To that end, 5th LMNT dispensary recently hosted a "pot doc" who saw patients seeking an OMMP card on site. It's not uncommon for doctors to specialize in seeing patients seeking medical marijuana recommendations. The Hemp and Cannabis Foundation, for example, has offices across the country and in Bend, dedicated to helping people gain access to medicinal marijuana.

"It isn't something that we approve or disapprove," says Steve Wagner, who oversees the OMMP. "[Physicians] still have to be serving as that person's primary attending physician for the condition that the person is being treated for."

Wagner says that these "pot docs" are required to submit additional documentation to the state if they see more than 450 patients in a year, and most of the recommending doctors fall into that category.

"We have not seen that shift yet [to regular doctors]," Wagner explains. "I think culturally attitudes and how that physician interaction occurs will change."

He noted that large health systems—particularly those that are federally-funded—may prohibit their doctors from recommending medical marijuana and "that may drive patients to a limited pool of physicians."

Locally, neither Mosaic Medical nor Volunteers in Medicine make recommendations for medicinal marijuana, due to being federally funded. At St. Charles, cancer doctors have recommended cannabis to their patients, says St. Charles Media Coordinator Lisa Goodman. She adds that she's not clear on the official policy, but says there's no blanket ban.

At Bend Memorial Clinic, physicians are permitted to recommend medical marijuana, but they are not required to.

"It is an individual decision," explains Katy Wooderson, marketing director for BMC. "For those that would recommend medical marijuana it would be the same process as recommending any other medication. The providers use their professional judgment and it is a patient-by-patient decision on what is best for that specific patient's medical needs and condition."

• • •

▸ **TASK**: State whether each statement below agrees with the excerpt on medical marijuana recommendations, answering yes or no and quoting the words of the excerpt that decide it. (a) Mosaic Medical makes recommendations for medicinal marijuana. (b) Physicians at Bend Memorial Clinic are required to recommend medical marijuana. (c) Cancer doctors at St. Charles have recommended cannabis to their patients.

• • •

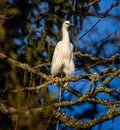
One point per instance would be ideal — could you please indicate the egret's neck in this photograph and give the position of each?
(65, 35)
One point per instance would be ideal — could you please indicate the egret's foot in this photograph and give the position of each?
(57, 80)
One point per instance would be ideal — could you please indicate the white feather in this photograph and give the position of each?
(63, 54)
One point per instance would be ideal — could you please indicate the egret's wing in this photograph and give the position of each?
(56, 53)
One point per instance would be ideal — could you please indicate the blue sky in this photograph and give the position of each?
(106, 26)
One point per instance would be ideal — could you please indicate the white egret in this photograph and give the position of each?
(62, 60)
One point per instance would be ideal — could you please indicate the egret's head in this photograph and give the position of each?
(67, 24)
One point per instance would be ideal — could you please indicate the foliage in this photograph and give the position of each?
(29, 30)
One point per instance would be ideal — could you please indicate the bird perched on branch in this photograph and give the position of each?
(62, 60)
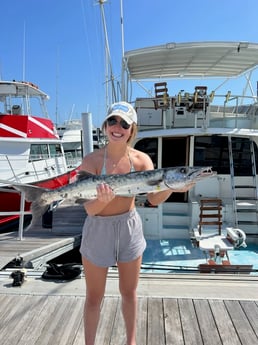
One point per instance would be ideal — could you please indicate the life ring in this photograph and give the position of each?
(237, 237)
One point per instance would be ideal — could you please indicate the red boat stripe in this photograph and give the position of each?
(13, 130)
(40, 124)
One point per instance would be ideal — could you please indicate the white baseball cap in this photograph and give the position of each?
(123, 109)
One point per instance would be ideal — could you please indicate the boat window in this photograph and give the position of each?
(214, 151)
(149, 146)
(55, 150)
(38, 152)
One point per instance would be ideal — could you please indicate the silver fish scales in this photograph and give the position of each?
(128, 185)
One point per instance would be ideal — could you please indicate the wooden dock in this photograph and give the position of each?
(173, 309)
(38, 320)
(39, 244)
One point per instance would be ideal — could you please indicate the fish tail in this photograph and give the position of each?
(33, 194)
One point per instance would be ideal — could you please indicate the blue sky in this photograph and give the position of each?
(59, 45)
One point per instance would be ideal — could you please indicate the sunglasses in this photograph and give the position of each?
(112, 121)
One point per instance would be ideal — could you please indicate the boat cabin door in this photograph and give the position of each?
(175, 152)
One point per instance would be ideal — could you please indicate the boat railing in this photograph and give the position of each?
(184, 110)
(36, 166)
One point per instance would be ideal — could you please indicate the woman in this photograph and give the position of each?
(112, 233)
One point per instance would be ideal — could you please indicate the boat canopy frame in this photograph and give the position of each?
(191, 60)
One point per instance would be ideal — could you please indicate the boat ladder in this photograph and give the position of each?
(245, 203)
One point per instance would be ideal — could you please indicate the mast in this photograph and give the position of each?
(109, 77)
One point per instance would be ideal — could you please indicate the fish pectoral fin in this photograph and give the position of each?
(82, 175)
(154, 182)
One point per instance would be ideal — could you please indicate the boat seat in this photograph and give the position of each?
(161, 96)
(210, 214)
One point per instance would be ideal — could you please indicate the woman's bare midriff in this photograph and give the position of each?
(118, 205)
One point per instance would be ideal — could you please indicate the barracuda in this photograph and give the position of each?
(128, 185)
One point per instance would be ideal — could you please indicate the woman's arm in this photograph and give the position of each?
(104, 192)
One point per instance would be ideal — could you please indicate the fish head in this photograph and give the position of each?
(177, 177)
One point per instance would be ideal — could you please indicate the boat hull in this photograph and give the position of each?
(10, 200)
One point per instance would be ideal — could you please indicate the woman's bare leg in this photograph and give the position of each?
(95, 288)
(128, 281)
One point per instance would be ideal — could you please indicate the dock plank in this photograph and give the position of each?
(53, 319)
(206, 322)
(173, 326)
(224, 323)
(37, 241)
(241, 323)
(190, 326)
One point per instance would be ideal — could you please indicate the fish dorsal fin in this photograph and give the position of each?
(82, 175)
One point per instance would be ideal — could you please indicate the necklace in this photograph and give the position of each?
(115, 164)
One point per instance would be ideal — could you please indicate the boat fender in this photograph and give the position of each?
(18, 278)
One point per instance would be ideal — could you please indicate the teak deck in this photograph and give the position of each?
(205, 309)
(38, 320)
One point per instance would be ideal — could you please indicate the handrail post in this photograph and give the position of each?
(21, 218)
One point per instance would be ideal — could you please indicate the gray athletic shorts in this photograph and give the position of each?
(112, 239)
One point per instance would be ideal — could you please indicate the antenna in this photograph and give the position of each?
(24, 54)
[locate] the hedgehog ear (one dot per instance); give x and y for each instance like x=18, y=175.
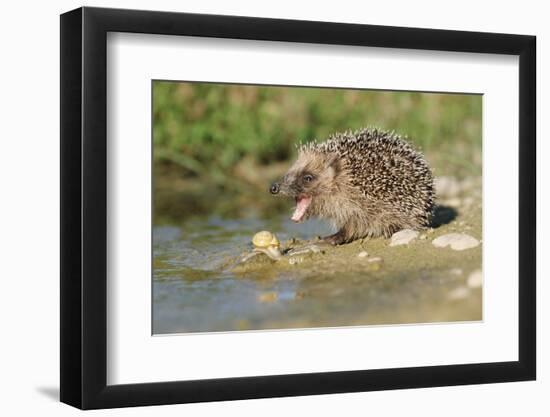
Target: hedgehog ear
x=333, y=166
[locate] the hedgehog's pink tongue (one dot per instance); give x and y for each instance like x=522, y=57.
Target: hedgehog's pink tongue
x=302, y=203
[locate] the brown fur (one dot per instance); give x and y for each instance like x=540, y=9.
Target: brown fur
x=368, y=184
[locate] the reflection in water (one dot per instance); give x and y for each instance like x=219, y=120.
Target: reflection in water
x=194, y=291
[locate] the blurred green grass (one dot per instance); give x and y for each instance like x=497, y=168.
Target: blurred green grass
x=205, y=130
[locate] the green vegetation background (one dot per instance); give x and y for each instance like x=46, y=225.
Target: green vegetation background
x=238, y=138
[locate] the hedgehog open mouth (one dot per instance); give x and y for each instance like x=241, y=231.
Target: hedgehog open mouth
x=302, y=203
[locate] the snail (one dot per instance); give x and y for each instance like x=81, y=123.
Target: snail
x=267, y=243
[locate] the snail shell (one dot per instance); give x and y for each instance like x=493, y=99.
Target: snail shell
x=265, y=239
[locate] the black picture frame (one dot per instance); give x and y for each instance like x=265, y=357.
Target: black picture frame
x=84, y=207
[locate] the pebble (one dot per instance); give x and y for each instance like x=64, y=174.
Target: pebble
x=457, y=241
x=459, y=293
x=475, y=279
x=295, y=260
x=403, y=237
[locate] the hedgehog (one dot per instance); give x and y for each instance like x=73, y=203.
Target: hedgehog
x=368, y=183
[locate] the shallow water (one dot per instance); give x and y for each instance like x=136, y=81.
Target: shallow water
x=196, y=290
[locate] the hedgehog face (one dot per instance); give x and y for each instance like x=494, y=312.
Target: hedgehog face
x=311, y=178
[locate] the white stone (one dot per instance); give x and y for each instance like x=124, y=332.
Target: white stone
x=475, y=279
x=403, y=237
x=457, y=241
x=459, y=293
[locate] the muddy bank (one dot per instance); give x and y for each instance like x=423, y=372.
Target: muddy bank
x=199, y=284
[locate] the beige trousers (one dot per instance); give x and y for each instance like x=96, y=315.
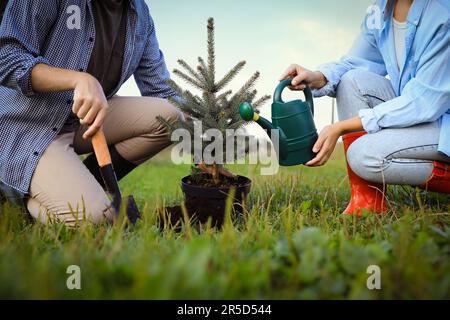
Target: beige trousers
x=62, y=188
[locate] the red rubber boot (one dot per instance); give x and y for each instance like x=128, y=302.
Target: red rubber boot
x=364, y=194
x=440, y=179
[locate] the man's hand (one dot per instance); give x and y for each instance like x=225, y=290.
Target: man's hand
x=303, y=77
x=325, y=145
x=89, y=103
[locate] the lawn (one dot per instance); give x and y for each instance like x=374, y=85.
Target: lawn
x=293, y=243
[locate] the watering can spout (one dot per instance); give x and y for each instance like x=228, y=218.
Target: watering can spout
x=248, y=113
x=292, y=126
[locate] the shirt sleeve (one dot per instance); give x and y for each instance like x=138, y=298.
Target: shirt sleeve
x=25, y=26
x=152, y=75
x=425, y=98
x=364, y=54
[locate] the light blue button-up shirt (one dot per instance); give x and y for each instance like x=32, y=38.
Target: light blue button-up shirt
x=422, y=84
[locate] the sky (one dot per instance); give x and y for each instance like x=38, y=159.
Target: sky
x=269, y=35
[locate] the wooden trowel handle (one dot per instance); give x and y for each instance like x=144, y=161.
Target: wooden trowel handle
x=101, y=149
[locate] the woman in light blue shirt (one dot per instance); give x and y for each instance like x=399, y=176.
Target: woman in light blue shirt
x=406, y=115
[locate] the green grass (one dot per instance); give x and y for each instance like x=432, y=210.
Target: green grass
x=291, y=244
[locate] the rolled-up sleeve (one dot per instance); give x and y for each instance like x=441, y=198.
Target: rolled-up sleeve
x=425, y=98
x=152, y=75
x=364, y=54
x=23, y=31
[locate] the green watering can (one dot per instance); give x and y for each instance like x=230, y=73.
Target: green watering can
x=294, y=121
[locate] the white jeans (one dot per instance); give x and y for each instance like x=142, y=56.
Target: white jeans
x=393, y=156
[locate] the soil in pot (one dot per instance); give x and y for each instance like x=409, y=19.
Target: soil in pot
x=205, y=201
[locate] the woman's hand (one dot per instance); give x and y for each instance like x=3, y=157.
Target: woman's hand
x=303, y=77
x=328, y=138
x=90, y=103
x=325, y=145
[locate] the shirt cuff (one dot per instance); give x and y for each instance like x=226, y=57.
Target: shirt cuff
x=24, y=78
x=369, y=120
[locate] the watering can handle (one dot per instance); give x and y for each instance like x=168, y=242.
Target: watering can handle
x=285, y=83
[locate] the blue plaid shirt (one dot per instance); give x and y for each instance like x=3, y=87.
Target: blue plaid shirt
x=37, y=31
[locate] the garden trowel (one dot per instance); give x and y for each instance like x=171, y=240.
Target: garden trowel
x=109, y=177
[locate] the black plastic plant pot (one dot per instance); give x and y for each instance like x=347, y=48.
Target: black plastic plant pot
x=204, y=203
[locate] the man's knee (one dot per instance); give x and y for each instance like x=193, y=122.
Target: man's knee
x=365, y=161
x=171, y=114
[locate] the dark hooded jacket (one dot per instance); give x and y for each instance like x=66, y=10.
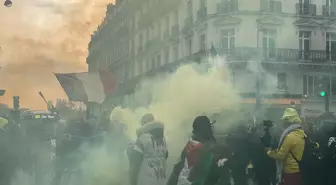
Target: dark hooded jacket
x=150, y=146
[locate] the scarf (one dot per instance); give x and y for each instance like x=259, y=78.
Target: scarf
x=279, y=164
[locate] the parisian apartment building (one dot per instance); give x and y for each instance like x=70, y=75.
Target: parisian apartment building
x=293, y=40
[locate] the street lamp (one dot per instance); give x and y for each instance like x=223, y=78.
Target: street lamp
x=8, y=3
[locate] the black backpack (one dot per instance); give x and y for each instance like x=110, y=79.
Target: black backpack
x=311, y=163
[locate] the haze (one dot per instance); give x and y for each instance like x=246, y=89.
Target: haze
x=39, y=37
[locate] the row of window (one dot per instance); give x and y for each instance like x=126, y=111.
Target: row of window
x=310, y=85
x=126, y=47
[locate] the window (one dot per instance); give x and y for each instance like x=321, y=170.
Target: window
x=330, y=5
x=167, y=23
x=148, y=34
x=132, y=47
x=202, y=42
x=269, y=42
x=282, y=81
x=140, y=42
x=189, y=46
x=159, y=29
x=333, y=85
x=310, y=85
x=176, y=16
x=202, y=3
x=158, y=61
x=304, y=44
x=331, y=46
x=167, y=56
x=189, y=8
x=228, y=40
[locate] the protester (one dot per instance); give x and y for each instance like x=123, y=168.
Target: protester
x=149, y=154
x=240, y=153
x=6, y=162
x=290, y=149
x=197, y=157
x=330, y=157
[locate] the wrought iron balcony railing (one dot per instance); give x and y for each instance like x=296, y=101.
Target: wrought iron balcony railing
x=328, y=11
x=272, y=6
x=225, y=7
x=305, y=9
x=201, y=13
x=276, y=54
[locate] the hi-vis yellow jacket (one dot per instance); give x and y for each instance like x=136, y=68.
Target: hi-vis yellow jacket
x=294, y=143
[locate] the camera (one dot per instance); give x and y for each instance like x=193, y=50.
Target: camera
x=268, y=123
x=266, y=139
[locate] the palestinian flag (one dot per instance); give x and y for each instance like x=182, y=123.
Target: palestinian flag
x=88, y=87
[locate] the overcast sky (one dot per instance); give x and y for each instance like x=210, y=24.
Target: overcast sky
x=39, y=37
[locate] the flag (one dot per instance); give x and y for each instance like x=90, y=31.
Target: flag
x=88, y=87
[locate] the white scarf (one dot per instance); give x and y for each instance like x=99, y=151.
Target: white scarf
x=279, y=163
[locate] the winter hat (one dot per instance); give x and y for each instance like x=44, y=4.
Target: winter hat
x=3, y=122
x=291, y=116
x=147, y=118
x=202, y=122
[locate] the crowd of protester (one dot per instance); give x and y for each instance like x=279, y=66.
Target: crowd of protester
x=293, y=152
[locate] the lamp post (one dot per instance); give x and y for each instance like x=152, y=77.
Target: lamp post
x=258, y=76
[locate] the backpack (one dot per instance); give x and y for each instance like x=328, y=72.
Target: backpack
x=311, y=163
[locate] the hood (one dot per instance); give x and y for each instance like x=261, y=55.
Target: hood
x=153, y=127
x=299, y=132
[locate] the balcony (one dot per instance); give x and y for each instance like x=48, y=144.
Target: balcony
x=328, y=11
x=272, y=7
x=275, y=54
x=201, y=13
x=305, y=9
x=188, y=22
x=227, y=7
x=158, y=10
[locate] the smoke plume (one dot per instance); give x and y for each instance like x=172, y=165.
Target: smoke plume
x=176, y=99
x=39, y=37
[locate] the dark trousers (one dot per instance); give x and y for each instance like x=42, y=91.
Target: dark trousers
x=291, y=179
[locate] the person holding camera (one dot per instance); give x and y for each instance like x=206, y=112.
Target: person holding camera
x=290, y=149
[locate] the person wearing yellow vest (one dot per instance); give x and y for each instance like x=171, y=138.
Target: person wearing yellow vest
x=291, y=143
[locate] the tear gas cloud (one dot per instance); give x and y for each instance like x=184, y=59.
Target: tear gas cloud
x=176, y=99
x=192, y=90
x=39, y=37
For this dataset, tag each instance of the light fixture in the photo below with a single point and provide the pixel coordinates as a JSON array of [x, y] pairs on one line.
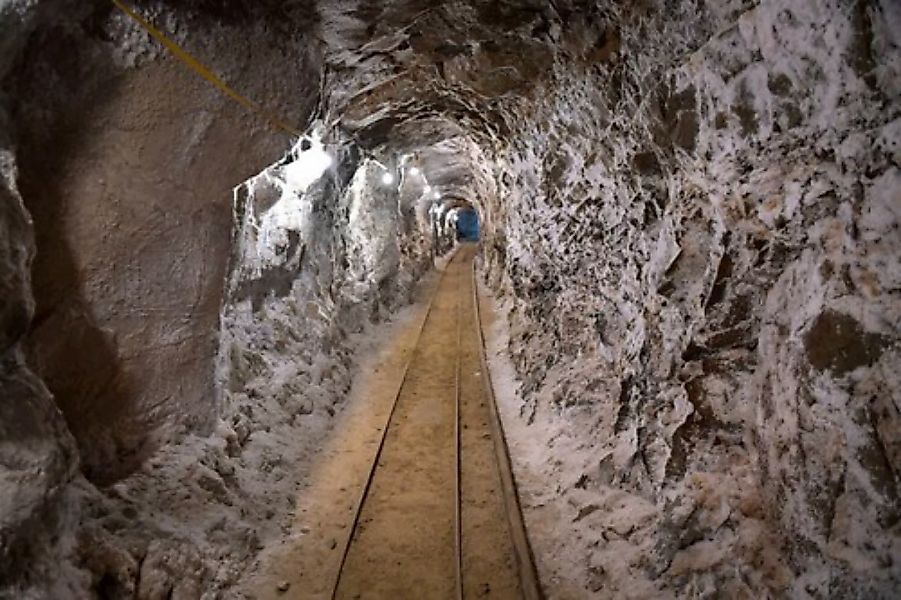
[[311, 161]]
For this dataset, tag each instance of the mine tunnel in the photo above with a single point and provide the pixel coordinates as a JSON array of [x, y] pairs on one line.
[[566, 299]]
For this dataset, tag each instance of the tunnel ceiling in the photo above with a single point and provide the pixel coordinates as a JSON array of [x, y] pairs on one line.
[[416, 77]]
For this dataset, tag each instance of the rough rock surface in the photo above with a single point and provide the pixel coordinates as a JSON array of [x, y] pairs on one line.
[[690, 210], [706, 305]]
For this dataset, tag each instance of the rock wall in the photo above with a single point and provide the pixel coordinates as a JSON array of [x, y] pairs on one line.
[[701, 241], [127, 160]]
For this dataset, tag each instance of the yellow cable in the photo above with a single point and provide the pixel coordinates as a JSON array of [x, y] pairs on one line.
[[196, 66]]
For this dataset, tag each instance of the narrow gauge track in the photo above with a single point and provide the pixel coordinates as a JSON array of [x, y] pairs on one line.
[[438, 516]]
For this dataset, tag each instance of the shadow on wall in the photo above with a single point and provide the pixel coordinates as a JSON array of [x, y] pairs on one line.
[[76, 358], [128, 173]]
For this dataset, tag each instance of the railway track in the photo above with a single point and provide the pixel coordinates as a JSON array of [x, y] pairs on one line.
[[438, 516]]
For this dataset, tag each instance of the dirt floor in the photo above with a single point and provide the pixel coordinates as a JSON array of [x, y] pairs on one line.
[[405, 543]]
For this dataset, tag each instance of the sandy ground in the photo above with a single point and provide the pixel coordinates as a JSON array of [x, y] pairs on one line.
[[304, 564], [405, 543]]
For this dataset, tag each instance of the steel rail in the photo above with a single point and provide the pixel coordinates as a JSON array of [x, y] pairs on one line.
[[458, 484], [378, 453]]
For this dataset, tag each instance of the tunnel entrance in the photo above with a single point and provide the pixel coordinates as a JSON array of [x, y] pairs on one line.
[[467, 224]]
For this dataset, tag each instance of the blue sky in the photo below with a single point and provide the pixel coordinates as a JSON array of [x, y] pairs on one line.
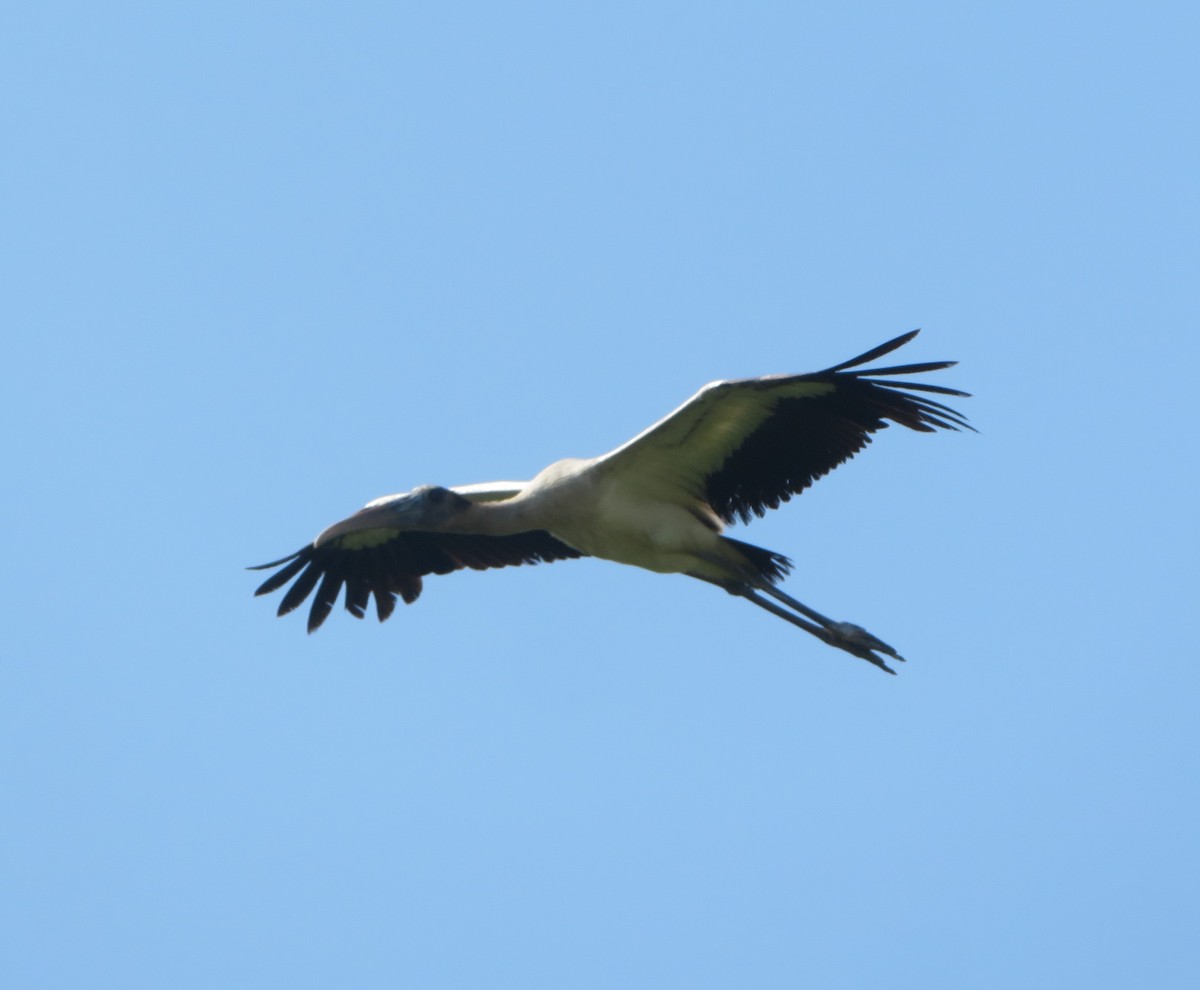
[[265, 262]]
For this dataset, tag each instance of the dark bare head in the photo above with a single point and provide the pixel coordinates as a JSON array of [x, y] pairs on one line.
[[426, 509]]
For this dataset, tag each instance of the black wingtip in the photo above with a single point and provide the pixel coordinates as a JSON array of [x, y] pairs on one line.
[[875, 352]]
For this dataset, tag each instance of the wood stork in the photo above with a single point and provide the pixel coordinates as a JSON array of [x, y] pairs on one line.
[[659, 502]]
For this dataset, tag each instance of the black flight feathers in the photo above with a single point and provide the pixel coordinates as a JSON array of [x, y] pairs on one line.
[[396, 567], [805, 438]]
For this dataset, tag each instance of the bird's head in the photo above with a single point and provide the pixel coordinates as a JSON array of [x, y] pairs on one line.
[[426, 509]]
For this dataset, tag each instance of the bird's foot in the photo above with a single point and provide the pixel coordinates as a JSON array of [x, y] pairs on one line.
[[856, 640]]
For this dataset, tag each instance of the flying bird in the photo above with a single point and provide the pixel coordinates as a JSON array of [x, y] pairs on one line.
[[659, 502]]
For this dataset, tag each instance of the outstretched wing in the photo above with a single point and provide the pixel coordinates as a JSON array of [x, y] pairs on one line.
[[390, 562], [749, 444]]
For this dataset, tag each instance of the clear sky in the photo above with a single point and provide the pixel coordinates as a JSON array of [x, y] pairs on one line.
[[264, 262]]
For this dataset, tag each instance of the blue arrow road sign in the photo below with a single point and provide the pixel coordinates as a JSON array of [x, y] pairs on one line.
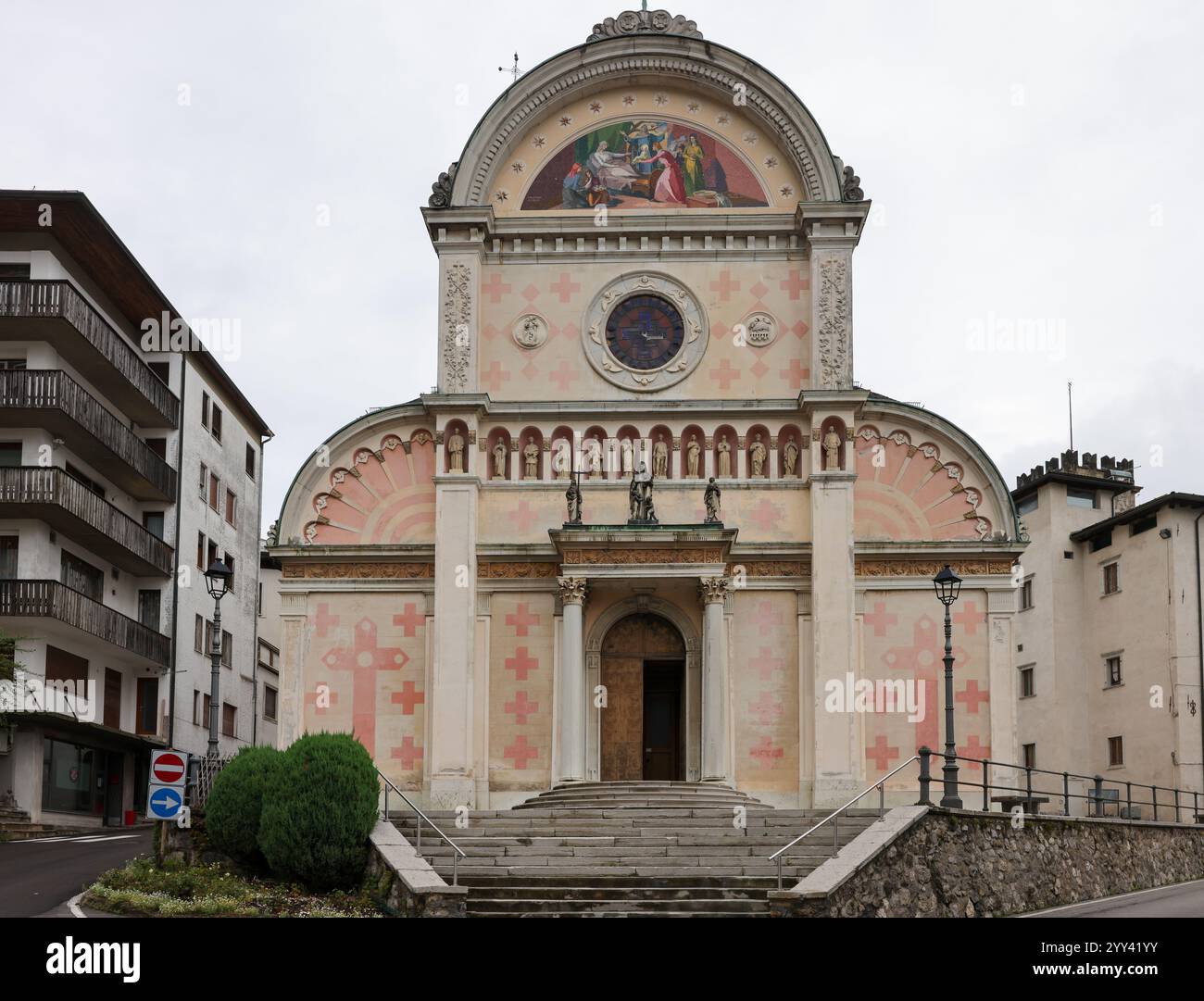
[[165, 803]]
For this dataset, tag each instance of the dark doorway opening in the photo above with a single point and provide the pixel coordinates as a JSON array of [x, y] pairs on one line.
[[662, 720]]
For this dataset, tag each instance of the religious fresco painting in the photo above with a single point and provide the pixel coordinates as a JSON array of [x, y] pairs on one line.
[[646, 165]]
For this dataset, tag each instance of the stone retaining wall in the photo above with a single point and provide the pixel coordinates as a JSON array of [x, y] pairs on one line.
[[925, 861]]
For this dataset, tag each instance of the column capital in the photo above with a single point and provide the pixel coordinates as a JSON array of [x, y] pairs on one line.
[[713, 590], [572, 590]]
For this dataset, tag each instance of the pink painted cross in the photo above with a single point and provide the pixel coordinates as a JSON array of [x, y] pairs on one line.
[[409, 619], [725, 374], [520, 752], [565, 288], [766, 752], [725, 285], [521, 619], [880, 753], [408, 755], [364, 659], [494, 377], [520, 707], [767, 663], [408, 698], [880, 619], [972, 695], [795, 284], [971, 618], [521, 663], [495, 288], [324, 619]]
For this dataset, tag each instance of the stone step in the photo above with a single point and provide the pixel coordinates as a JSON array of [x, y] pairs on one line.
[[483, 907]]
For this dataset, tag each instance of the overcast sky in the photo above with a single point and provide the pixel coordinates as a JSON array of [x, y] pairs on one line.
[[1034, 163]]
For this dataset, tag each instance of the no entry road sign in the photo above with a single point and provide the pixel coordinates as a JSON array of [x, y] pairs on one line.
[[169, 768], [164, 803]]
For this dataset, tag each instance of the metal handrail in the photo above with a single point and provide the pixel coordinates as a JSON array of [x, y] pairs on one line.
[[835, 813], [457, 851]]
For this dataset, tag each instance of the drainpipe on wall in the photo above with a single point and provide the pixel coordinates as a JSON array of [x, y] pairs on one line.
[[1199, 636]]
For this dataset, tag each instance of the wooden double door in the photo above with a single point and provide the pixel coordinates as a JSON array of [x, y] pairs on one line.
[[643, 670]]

• • •

▸ **COMPLETED EXERCISE**:
(a) No: "neither Mosaic Medical nor Volunteers in Medicine make recommendations for medicinal marijuana"
(b) No: "physicians are permitted to recommend medical marijuana, but they are not required to"
(c) Yes: "At St. Charles, cancer doctors have recommended cannabis to their patients"